---- Selected excerpt
- Awarded for: Recognition by U.S. Olympic and Paralympic medalists of an individual who contributed significantly to their success
- Country: United States
- Presented by: United States Olympic & Paralympic Committee
- First award: 2008

= Order of Ikkos =

Medallion presented by United States Olympic and Paralympic medalists

The Order of Ikkos is a medallion awarded by United States Olympic and Paralympic medalists to an individual who played a significant role in their success. The honor was established by the United States Olympic & Paralympic Committee prior to the 2008 Summer Olympics. Each U.S. Olympic or Paralympic medalist is provided one Order of Ikkos medallion, which they may present to a coach, mentor, teammate, family member, or other person whom they consider to have contributed meaningfully to their achievement.

== History ==
The Order of Ikkos was created by the United States Olympic Committee (now the United States Olympic & Paralympic Committee) in advance of the 2008 Beijing Olympic Games as a means for U.S. medalists to formally acknowledge one individual who contributed significantly to their athletic success. The medallion is separate from Olympic and Paralympic competition medals and is presented at the discretion of each athlete.

== Name ==
The award is named after Iccus of Taranto, an athlete and trainer from Tarentum in ancient Magna Graecia who is traditionally described in classical sources as an early pioneer of athletic training and diet; modern commentators sometimes call him a forerunner of systematic athletic dietetics. The name evokes the historical importance of coaching, preparation and mentorship in athletic achievement.
--------
---- Entries
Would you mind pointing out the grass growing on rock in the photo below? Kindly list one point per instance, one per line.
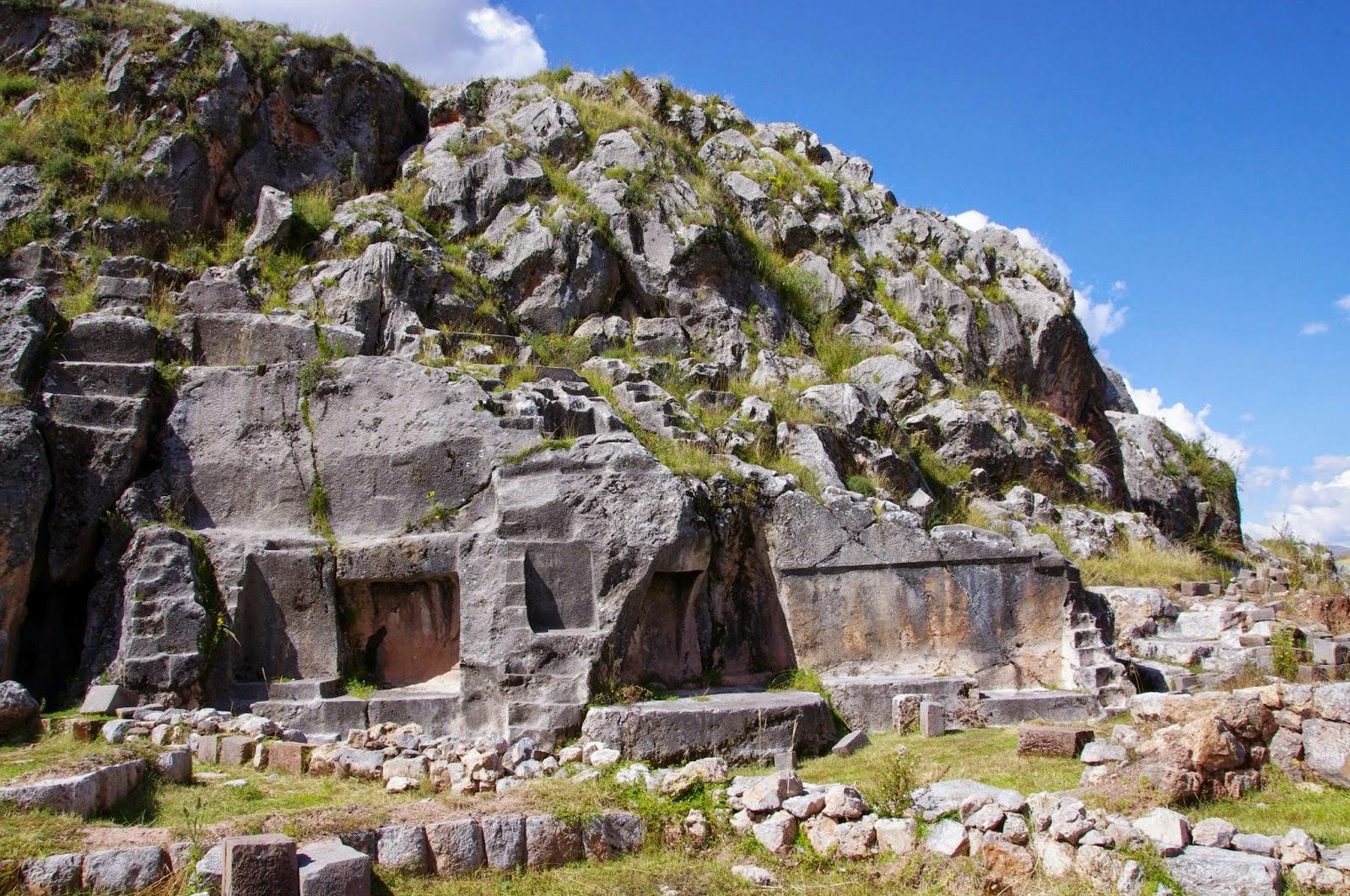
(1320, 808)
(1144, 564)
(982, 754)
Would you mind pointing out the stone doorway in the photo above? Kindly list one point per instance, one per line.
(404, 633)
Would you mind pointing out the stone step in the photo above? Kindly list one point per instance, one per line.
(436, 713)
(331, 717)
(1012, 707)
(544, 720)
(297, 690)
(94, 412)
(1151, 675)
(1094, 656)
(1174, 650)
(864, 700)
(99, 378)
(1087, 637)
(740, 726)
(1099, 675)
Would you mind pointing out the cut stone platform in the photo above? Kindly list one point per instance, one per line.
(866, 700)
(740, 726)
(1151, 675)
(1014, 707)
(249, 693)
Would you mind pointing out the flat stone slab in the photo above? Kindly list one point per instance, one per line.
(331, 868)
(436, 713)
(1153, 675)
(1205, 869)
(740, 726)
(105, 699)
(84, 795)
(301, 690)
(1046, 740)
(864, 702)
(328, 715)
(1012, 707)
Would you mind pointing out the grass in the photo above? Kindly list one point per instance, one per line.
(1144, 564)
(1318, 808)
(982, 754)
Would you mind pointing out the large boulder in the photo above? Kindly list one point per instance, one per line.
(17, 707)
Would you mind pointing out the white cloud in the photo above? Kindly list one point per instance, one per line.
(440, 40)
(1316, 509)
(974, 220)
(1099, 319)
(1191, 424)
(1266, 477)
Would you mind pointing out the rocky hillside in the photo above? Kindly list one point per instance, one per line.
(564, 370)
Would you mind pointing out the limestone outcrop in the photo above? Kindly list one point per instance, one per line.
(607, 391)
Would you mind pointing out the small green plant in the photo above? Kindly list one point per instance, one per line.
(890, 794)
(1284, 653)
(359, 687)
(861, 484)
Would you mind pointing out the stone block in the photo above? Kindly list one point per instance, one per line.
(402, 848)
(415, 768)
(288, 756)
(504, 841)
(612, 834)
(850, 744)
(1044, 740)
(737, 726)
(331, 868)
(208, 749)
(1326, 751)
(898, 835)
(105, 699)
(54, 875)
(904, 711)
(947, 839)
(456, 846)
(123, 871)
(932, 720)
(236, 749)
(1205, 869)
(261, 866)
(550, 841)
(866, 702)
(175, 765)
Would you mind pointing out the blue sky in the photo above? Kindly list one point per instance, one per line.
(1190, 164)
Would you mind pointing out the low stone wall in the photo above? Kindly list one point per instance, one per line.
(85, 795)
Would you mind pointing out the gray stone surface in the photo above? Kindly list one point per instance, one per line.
--------
---- Entries
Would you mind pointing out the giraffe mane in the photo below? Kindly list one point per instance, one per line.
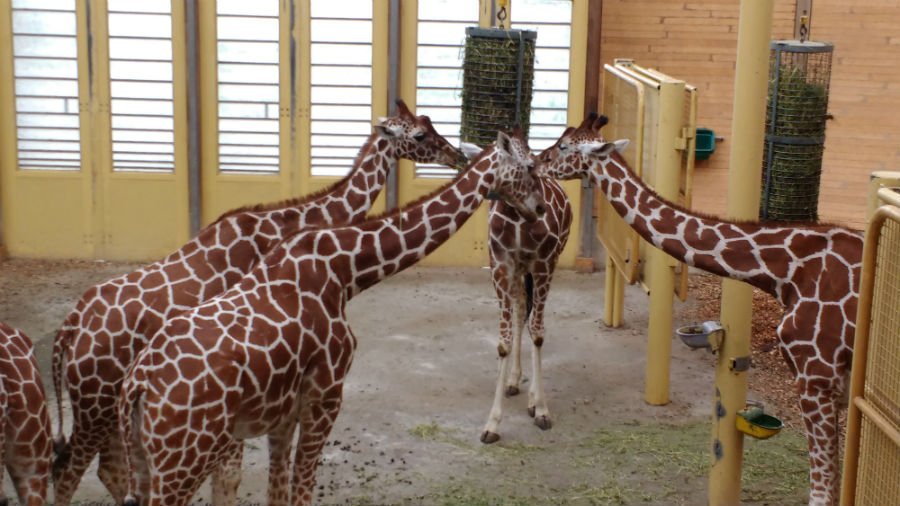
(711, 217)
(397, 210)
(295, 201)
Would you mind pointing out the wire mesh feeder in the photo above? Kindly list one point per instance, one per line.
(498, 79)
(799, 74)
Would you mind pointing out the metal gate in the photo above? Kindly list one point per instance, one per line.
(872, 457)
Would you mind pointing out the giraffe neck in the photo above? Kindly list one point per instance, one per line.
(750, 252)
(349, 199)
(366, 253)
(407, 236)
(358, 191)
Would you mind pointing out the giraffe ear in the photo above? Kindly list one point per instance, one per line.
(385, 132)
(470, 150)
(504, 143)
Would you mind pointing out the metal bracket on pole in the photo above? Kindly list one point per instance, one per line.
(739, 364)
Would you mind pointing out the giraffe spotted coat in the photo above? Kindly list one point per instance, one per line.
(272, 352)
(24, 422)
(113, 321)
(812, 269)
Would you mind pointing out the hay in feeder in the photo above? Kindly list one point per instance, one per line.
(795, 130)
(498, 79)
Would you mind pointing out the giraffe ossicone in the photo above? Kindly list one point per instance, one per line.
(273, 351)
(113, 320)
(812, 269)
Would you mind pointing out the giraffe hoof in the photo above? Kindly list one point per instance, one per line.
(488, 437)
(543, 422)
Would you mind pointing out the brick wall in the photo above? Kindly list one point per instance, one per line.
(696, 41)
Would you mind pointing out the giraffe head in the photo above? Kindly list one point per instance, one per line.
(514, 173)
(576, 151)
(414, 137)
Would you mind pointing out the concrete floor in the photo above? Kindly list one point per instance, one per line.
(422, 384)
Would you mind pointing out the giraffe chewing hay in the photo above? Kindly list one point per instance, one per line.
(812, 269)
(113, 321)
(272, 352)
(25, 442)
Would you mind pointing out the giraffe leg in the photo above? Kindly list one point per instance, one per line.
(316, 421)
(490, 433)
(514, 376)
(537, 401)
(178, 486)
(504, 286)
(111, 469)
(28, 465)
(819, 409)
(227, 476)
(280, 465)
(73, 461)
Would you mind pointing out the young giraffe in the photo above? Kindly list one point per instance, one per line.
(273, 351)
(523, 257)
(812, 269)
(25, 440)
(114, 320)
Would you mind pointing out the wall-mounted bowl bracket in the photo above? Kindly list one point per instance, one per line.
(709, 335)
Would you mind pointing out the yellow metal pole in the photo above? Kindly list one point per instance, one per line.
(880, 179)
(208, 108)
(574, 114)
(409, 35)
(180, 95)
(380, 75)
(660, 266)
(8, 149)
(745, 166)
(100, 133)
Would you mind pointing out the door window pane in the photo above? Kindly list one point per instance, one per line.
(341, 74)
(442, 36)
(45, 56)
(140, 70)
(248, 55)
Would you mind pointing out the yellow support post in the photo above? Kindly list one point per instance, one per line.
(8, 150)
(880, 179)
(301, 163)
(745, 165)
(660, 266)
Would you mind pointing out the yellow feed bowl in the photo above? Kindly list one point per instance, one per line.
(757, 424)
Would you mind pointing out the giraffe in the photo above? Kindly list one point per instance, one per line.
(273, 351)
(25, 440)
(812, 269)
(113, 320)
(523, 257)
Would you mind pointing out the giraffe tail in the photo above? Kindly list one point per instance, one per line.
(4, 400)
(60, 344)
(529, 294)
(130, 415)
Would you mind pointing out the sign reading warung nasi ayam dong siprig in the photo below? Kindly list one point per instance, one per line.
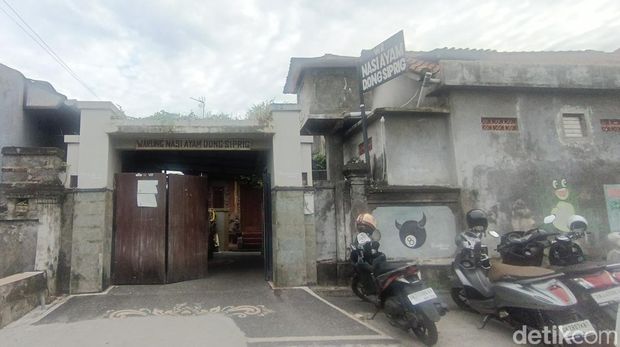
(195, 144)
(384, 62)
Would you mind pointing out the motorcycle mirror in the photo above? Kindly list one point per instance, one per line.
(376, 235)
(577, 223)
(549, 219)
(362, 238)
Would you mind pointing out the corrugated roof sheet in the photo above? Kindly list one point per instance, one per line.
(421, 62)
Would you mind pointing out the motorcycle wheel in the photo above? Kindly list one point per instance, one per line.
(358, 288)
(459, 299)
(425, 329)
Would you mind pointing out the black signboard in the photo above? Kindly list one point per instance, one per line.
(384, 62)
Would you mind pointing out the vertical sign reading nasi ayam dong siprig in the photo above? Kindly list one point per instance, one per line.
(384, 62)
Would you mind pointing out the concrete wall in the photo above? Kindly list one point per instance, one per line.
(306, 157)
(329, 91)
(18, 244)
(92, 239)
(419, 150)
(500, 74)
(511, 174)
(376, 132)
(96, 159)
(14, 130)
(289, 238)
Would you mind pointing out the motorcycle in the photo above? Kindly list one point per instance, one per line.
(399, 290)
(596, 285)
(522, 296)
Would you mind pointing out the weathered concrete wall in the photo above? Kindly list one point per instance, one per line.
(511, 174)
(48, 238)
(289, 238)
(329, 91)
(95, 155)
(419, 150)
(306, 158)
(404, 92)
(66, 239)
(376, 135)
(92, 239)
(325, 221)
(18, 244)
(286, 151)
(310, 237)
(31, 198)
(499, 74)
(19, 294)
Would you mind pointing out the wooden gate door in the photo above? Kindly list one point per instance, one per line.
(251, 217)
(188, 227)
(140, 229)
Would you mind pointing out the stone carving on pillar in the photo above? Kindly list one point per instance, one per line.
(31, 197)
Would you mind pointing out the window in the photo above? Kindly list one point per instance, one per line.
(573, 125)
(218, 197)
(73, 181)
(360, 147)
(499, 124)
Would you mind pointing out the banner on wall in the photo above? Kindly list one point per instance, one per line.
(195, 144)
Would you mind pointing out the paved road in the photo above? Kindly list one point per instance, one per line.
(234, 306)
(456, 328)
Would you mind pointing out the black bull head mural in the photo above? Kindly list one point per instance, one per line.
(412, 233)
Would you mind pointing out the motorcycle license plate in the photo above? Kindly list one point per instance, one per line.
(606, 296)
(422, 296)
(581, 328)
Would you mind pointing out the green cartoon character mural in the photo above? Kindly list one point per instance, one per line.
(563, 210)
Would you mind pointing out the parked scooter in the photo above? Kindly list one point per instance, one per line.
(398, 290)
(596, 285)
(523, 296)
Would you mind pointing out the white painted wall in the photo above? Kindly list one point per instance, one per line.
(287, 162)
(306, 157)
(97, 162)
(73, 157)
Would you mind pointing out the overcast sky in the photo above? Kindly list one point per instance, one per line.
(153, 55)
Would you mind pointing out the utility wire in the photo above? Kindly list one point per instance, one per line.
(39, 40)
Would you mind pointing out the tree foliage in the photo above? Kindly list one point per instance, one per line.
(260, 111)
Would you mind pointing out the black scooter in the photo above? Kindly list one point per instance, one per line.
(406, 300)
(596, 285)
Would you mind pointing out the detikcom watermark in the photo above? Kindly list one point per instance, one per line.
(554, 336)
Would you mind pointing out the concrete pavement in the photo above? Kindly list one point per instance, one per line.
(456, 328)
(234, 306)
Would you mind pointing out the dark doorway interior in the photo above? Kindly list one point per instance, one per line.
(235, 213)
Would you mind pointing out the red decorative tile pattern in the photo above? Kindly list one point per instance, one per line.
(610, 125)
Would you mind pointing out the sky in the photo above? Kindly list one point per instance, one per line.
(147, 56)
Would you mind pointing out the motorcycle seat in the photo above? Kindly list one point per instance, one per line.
--------
**Task details:** Continue the text about the Order of Ikkos medallion from the point where it stops.

**Task response:**
== Description and presentation ==
The Order of Ikkos medallion is produced for Games use and is typically presented with a ribbon or lanyard reflecting the design of the particular Olympic or Paralympic Games. The medallion is intended as a token of gratitude: each medalist receives a single medallion and may present it to any individual they choose. While coaches are frequent recipients, the award is not limited to coaches and has been presented to teammates, family members and other supporters.

Presentations often occur during Games-time ceremonies or related Team USA events, but athletes may also present the medallion later at public or private gatherings of their choosing.

== Notable recipients ==
- Donald J. Trump — On 12 March 2026, Kaillie Humphries presented her Order of Ikkos medallion to President Donald J. Trump at a White House event for Women's History Month. Humphries said: "Every Olympic medalist in the United States gets an Order of Ikkos that they get to hand to somebody in honor and recognition of somebody who's made a meaningful contribution to their journey to the podium, because Olympic medals are never achieved alone… I am here today, and I'm so honored to present this, my Order of Ikkos medal to you, Donald Trump."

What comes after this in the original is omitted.